[START]

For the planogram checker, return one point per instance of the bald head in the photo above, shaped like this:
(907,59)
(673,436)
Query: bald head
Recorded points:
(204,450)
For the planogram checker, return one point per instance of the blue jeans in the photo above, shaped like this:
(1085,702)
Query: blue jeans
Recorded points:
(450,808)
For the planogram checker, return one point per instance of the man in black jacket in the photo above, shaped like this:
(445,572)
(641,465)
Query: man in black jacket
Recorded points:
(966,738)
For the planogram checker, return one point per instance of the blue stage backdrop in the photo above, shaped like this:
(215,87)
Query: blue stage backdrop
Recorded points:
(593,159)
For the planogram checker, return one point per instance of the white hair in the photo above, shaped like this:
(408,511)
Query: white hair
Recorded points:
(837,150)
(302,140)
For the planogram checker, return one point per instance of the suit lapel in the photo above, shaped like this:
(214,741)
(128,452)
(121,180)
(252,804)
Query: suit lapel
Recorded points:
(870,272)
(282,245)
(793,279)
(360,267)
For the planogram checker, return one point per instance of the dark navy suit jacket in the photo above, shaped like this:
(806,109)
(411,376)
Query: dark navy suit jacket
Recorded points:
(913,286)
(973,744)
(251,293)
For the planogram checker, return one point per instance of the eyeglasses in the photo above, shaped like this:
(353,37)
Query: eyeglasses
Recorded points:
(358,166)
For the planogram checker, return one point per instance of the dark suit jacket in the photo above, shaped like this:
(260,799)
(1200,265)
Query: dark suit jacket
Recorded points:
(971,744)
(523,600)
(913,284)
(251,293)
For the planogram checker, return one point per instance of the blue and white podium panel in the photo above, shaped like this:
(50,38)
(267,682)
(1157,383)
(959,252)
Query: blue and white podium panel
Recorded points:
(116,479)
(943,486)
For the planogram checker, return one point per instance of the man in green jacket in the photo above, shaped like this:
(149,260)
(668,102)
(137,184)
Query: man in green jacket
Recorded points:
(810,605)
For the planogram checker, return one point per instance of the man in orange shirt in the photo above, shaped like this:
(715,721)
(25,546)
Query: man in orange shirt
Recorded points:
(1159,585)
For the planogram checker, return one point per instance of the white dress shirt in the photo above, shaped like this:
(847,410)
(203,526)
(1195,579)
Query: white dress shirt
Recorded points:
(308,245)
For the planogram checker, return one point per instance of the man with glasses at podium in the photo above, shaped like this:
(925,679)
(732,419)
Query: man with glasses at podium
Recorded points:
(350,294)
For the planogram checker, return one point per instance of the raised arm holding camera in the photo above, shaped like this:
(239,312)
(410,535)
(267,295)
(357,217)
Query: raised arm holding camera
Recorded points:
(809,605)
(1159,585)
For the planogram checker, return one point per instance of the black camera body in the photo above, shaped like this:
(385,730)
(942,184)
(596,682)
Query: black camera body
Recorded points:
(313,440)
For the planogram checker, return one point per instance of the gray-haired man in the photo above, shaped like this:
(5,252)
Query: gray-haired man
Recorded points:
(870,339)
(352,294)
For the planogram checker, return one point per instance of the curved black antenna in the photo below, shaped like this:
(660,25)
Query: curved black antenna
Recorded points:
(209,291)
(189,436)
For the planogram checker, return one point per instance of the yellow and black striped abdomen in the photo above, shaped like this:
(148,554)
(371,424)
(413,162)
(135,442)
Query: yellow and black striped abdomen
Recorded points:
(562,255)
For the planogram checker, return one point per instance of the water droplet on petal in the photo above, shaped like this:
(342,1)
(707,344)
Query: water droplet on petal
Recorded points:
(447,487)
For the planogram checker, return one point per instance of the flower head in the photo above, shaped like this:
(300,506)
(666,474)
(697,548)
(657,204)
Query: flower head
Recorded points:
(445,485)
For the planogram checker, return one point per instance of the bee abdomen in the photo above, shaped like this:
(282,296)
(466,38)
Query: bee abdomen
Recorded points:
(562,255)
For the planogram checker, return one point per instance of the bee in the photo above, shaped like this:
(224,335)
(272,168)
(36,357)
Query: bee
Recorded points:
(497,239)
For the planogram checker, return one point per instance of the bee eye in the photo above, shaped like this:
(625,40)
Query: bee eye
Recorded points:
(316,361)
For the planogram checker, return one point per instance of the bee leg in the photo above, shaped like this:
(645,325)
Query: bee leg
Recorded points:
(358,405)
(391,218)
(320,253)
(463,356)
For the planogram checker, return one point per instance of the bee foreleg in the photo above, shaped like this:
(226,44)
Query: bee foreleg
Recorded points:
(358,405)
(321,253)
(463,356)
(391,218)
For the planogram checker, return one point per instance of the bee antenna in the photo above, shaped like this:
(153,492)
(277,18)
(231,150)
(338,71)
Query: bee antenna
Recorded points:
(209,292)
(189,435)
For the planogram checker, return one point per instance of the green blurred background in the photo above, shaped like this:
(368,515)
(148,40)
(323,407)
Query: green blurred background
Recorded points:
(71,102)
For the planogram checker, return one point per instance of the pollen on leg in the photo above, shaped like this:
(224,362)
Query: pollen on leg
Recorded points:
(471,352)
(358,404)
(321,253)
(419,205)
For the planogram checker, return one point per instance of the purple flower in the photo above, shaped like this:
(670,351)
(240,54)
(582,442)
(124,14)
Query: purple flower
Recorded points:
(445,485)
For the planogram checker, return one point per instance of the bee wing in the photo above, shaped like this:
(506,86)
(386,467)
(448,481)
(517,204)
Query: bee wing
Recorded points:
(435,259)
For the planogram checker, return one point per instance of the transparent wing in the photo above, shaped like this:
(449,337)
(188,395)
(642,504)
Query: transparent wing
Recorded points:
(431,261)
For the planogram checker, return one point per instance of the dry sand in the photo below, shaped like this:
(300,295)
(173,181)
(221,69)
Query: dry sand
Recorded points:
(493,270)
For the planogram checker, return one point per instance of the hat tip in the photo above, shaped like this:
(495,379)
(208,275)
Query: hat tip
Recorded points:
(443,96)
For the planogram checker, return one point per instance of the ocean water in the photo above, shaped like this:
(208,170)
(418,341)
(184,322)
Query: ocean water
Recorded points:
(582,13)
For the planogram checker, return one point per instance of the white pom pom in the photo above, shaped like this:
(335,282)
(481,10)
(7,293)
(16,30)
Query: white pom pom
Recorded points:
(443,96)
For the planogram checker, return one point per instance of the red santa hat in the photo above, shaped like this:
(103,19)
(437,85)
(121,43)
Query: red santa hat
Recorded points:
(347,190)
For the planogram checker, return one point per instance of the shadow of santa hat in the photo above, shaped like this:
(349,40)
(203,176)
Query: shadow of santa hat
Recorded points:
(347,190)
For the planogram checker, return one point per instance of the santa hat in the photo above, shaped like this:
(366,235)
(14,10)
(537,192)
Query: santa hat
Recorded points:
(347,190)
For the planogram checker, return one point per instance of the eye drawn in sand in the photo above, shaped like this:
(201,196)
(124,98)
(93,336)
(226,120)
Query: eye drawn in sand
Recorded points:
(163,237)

[END]

- WORK TO BE COMPLETED
Return every line from the one holding "the red santa" through the end of the data, exactly as it appears, with both ends kept and nothing else.

- SOLUTION TO THIS PROBLEM
For the planogram checker, return one point per instance of the red santa hat in the photo above, shaped like this:
(103,19)
(437,85)
(121,43)
Query: red santa hat
Recorded points:
(347,190)
For the planogram checker, return one point per instance of the shadow of santa hat in the photo above, shaped like this:
(349,40)
(203,176)
Query: shadow of santa hat
Recorded points:
(347,190)
For the planogram checker, return one point per instance of the santa hat in the photo above, shaped like this:
(366,235)
(14,10)
(537,192)
Query: santa hat
Recorded points:
(347,190)
For the planogram checker, return one point per instance of the eye drawn in sand in the photo above, shaped like this:
(201,196)
(124,98)
(93,336)
(226,120)
Query: eye drawn in sand
Recorded points:
(163,237)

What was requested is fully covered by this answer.